Excerpts from point annotation data:

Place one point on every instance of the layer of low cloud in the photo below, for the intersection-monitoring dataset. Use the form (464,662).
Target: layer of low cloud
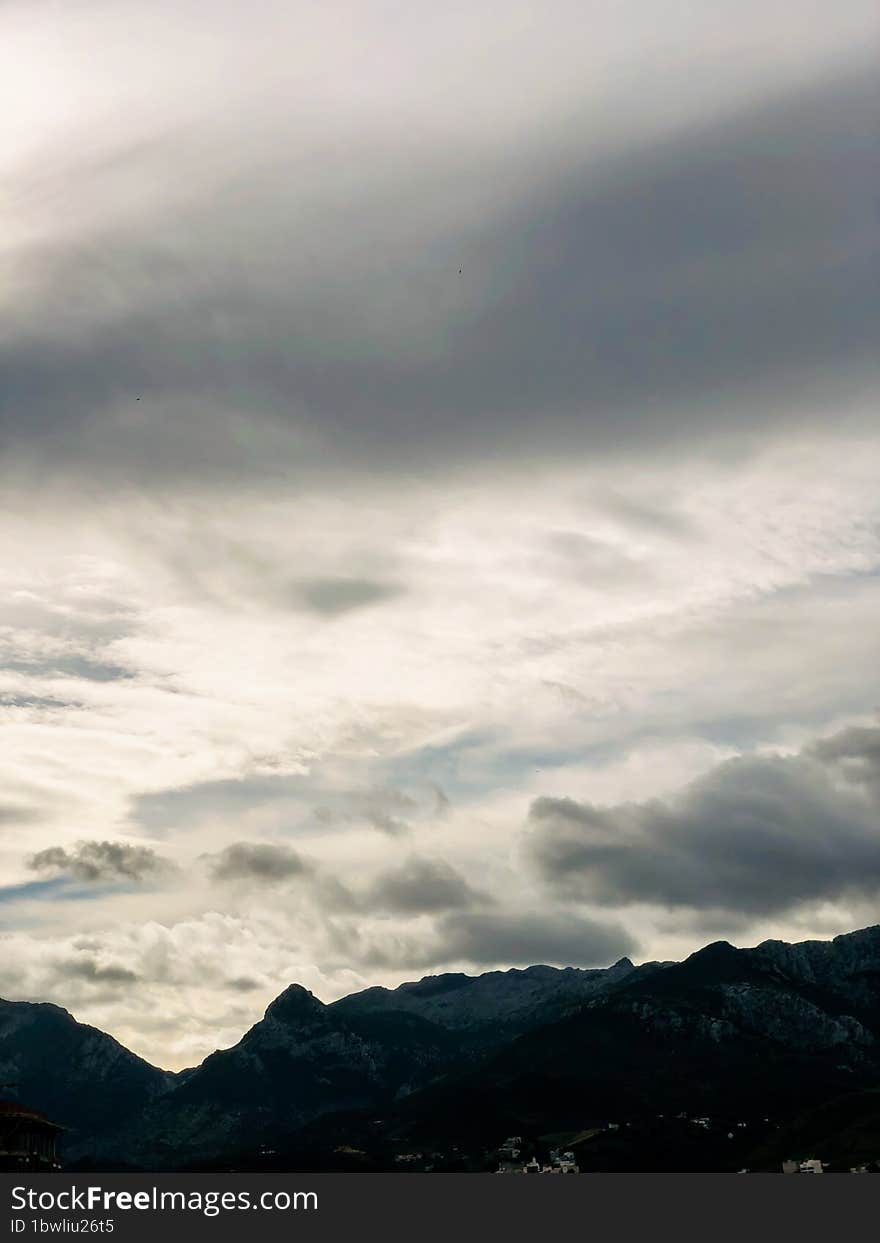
(423,885)
(758,834)
(102,863)
(262,863)
(412,417)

> Exercise goal: Write out every line of the records above again, wording included, but add -68 to each number in the answer coordinates. Leave the pictures out.

> Output for this exercise:
Place one point on every instance of the layer of low cloud in the photo below, for the intersection-monitoring dataset. Use the form (464,662).
Target: layer of low cloud
(355,817)
(690,766)
(34,795)
(194,795)
(344,349)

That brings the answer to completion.